◆ YOUR INSTRUCTIONS: Show every line of the listing below that contains the string "plate", treating uppercase and lowercase letters as distinct.

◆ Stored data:
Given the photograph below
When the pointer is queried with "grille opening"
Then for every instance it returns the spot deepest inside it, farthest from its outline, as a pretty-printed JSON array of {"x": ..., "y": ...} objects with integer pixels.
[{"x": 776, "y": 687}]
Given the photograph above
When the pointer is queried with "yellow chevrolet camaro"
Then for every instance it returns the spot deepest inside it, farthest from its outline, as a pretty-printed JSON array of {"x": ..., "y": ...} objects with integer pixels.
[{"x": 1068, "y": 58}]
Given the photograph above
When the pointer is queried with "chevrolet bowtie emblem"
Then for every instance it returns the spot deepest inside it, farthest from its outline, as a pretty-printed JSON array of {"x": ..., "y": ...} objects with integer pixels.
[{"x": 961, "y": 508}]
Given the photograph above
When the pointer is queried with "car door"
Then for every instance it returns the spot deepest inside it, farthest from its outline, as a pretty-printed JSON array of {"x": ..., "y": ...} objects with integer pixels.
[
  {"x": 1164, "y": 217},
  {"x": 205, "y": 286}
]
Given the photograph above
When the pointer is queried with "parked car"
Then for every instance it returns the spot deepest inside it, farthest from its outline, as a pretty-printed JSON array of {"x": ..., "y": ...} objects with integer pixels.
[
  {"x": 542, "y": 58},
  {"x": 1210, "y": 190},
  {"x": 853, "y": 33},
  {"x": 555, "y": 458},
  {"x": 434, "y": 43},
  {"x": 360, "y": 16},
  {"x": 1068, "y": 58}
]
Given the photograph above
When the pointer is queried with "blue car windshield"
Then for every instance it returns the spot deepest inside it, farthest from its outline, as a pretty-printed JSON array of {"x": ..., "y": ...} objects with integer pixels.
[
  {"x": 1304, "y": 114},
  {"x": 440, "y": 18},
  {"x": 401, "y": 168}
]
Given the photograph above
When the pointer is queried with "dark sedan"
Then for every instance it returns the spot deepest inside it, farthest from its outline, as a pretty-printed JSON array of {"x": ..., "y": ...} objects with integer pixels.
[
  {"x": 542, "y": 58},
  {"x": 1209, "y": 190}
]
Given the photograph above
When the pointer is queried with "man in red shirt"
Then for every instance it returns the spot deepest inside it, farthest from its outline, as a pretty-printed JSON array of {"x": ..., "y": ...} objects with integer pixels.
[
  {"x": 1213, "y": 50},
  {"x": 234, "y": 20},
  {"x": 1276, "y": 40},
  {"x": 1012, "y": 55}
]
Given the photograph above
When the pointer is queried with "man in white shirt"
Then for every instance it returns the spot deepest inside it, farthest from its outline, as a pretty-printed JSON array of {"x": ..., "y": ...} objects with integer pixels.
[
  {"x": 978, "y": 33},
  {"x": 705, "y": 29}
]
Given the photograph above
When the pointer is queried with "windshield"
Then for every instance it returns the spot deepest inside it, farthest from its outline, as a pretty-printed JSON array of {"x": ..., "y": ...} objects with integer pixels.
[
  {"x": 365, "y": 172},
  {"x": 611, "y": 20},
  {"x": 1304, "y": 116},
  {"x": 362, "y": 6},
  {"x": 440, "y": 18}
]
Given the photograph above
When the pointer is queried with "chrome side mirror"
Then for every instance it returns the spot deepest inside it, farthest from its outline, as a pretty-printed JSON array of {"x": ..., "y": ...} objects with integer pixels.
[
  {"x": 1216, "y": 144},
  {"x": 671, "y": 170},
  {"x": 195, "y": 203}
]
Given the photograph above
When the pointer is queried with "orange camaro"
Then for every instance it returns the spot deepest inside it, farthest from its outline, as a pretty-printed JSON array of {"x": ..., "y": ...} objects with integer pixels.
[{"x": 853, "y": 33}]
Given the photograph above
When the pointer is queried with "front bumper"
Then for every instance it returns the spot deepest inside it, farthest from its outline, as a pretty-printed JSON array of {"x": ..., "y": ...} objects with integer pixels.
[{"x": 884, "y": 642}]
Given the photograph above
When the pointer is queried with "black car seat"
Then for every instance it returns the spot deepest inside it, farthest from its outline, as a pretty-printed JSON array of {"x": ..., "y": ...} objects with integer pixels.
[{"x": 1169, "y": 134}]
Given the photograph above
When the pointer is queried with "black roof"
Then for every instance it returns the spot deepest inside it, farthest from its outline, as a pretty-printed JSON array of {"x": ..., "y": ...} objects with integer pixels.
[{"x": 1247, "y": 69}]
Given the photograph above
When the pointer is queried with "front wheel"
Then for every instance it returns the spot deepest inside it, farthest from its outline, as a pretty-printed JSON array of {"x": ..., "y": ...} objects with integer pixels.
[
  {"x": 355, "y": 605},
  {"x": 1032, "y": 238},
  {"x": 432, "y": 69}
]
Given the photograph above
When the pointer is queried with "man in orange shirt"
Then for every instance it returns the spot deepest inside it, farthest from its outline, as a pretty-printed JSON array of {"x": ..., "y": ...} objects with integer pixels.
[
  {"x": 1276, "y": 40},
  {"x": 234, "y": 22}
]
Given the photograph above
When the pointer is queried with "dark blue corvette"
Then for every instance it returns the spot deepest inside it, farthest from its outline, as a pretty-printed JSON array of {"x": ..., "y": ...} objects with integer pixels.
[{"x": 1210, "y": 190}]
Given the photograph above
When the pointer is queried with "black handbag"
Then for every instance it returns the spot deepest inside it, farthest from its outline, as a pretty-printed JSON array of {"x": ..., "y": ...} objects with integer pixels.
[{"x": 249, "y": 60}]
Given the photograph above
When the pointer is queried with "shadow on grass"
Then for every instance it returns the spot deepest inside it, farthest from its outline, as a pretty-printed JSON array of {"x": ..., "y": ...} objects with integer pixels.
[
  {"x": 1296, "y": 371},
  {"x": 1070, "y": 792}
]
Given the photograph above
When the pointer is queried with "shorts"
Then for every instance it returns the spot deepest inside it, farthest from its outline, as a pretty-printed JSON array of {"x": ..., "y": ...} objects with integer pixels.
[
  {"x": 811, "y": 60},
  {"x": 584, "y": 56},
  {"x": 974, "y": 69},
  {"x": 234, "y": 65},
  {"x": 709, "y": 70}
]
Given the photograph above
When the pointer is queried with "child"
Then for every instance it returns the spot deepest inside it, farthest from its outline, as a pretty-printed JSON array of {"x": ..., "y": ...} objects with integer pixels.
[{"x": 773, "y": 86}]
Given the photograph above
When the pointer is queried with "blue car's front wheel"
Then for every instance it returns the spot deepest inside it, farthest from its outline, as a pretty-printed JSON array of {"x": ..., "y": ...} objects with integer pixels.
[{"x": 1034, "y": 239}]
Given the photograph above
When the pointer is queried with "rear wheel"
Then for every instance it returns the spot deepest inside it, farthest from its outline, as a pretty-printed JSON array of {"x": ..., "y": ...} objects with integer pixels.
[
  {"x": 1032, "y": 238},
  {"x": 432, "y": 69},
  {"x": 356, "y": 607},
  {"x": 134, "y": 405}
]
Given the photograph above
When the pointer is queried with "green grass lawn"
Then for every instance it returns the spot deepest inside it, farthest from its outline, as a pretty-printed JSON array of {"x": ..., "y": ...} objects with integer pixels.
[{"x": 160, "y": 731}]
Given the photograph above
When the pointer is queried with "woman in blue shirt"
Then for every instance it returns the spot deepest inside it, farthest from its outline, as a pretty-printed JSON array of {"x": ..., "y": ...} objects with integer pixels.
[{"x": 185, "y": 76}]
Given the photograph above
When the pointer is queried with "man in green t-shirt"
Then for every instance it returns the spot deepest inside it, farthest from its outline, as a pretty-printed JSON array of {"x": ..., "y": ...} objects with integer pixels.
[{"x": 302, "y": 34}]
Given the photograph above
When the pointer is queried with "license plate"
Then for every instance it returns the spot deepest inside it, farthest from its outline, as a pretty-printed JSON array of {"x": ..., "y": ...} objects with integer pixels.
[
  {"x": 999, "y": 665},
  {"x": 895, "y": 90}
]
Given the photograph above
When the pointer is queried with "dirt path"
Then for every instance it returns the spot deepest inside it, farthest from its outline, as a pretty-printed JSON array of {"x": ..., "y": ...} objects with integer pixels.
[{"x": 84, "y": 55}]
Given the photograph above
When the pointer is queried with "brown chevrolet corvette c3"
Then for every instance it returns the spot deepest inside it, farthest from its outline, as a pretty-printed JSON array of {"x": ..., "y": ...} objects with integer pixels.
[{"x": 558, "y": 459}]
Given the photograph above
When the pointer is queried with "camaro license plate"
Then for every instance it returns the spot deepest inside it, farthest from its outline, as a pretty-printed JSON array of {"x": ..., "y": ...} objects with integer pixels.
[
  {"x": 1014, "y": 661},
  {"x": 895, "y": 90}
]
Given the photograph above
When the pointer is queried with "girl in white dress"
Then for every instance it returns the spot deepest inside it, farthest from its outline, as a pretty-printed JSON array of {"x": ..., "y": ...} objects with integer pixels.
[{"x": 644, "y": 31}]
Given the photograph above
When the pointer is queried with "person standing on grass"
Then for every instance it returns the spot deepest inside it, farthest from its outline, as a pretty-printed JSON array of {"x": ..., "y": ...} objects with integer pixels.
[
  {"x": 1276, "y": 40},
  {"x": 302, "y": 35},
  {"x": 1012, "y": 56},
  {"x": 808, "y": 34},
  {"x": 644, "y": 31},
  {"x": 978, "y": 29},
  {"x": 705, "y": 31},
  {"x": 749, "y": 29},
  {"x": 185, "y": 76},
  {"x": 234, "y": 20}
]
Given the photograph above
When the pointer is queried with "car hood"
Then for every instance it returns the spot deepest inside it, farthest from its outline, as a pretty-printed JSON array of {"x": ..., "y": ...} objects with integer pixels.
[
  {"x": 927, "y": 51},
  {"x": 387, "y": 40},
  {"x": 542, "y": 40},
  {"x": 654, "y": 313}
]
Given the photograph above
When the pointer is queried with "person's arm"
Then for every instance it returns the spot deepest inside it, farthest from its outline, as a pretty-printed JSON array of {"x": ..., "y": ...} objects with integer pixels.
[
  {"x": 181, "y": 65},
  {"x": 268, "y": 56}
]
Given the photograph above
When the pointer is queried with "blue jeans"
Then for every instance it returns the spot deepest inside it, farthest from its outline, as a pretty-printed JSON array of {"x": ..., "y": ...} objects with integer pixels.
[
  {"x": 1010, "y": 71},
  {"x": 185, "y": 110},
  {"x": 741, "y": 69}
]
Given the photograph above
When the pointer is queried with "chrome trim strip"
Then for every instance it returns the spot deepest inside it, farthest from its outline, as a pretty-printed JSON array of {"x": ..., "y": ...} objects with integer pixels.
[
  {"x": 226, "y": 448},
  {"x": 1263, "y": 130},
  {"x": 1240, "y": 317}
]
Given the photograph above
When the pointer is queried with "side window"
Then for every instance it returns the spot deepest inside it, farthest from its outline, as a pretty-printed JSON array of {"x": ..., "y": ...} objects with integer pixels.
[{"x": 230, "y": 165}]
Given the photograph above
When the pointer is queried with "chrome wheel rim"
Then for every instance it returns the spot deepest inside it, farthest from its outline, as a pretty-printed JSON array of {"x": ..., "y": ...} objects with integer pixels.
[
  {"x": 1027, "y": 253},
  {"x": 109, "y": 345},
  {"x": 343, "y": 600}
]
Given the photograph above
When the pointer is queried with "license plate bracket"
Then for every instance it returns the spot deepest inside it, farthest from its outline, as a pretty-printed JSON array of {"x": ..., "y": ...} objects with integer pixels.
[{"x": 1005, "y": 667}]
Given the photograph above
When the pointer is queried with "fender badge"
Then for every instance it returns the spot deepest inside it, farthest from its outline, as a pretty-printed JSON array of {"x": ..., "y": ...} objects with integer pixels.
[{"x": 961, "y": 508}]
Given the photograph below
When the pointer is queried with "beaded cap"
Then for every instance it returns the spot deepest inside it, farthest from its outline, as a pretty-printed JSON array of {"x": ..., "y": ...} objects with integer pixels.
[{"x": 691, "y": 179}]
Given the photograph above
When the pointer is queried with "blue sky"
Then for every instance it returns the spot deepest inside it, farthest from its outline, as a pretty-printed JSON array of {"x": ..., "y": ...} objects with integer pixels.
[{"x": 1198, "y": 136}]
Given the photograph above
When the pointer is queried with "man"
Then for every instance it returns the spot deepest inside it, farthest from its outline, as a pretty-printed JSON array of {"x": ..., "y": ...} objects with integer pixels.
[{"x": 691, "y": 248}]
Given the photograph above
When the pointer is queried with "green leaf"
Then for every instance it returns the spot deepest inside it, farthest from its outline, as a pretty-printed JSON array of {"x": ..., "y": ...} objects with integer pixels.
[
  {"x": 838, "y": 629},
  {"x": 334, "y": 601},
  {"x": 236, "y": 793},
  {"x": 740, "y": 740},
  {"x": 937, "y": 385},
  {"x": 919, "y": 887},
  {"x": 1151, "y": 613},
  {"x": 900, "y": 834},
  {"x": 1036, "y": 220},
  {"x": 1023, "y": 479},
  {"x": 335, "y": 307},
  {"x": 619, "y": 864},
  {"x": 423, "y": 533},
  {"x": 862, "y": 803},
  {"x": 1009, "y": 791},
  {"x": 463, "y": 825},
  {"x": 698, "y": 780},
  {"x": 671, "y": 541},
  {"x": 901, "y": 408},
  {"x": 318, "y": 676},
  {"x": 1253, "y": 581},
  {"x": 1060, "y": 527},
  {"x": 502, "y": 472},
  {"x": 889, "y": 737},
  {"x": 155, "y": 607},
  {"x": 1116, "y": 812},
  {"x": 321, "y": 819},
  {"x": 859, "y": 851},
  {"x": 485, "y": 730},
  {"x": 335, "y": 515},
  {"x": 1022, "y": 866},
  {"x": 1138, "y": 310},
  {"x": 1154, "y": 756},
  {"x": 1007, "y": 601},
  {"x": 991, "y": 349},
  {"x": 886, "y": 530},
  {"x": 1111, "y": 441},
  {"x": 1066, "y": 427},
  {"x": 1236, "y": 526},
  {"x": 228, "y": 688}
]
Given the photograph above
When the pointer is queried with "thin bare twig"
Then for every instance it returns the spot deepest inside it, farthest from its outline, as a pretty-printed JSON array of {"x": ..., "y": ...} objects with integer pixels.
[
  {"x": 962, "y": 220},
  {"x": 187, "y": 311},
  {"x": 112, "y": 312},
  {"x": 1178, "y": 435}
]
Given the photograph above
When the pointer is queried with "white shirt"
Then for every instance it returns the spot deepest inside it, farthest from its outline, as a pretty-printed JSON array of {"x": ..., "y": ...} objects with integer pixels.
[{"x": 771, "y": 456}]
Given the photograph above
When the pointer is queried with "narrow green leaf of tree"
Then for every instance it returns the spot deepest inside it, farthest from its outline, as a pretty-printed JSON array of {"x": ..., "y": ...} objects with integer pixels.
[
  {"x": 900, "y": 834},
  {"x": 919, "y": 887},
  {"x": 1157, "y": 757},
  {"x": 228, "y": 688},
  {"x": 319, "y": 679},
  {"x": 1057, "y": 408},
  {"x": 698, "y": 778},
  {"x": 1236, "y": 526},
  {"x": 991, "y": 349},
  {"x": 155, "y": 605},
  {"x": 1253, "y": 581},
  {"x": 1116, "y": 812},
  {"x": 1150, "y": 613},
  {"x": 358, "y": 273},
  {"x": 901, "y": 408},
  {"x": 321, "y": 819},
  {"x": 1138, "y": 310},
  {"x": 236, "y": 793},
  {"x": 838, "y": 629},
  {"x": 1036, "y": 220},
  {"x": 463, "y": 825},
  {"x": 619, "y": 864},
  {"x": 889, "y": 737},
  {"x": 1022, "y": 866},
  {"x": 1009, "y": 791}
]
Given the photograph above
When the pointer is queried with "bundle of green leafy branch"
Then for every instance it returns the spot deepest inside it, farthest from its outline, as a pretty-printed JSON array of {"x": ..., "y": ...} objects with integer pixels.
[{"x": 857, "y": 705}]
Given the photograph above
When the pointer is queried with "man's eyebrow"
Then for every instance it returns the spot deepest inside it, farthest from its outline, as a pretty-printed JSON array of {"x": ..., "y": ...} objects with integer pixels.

◆ CORRECT RESPONSE:
When the pointer is queried with "license plate"
When the pointer is queried with "camaro license plate"
When the pointer is queried with "license plate bracket"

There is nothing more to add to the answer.